## Short exercise
Copy the entries below, from the start of the entries through the line containing "174 108 190 132", both ends included, requests and all, and raise every bounding-box coordinate in the answers by 52 while leaving the requests and their sample boxes unchanged. Leave the pictures out.

## Material
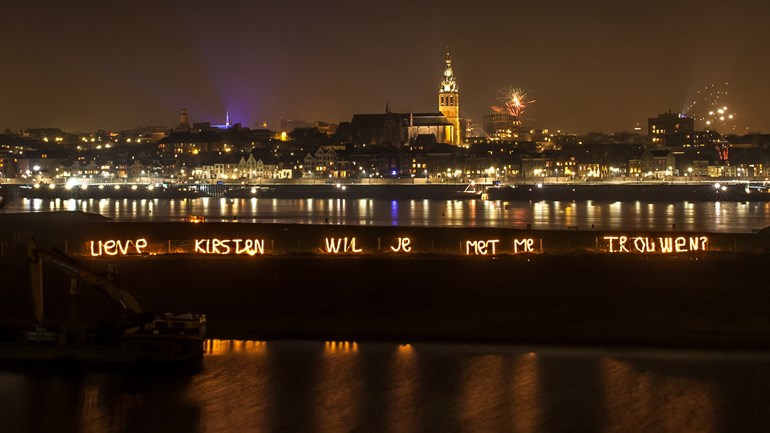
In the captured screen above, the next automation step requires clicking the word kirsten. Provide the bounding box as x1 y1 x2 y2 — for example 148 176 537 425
195 239 265 256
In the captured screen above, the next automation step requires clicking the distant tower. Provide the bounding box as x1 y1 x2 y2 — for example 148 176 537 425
438 49 462 146
174 108 190 132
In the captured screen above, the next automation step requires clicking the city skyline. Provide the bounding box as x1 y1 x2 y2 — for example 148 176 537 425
0 1 770 133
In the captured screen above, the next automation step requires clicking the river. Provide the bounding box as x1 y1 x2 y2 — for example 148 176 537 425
5 198 770 233
0 340 770 433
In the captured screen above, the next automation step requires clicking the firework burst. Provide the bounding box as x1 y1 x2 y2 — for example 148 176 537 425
492 87 535 120
684 83 736 130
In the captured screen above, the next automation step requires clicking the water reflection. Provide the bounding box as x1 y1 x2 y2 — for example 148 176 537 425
6 198 770 232
0 340 770 433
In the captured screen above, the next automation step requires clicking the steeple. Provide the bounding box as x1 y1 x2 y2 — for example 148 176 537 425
437 47 462 146
439 47 457 93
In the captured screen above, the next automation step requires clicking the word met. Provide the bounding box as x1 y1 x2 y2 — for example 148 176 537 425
465 239 500 256
91 239 147 257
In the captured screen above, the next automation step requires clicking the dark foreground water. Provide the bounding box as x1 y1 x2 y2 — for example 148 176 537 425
0 340 770 433
5 198 770 233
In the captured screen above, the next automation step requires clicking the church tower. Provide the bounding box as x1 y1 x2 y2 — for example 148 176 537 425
438 50 462 146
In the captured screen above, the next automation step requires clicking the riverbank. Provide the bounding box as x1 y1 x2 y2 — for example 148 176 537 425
0 213 770 350
0 254 770 350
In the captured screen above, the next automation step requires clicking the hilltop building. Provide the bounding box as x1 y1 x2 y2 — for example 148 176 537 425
647 110 695 146
338 53 462 148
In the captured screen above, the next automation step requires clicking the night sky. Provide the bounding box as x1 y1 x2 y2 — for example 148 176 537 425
0 0 770 133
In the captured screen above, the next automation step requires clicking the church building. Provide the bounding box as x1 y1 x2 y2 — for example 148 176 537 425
338 53 462 147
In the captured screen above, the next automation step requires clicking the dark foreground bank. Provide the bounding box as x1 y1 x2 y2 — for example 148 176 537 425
0 253 770 349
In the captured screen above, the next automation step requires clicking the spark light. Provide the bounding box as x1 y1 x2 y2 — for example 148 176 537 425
492 87 535 121
684 83 737 130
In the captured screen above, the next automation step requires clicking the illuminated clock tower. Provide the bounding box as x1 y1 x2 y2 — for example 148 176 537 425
438 50 462 146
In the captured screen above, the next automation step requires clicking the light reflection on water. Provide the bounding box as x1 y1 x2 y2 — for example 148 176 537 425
6 198 770 232
0 340 770 433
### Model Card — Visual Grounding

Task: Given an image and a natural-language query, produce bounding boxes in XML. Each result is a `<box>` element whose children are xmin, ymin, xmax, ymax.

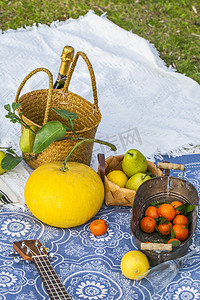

## Solution for this exercise
In the captured screen above, the next automation step requires clicking the word kirsten. Provide the bounding box as x1 y1 x2 y2 — for example 148 176 537 425
247 291 317 308
In the captured screen above, the next automation step requires clicking the distant tower. Provide the bounding box as x1 y1 x2 y2 — for example 148 176 537 425
490 101 514 198
226 160 242 184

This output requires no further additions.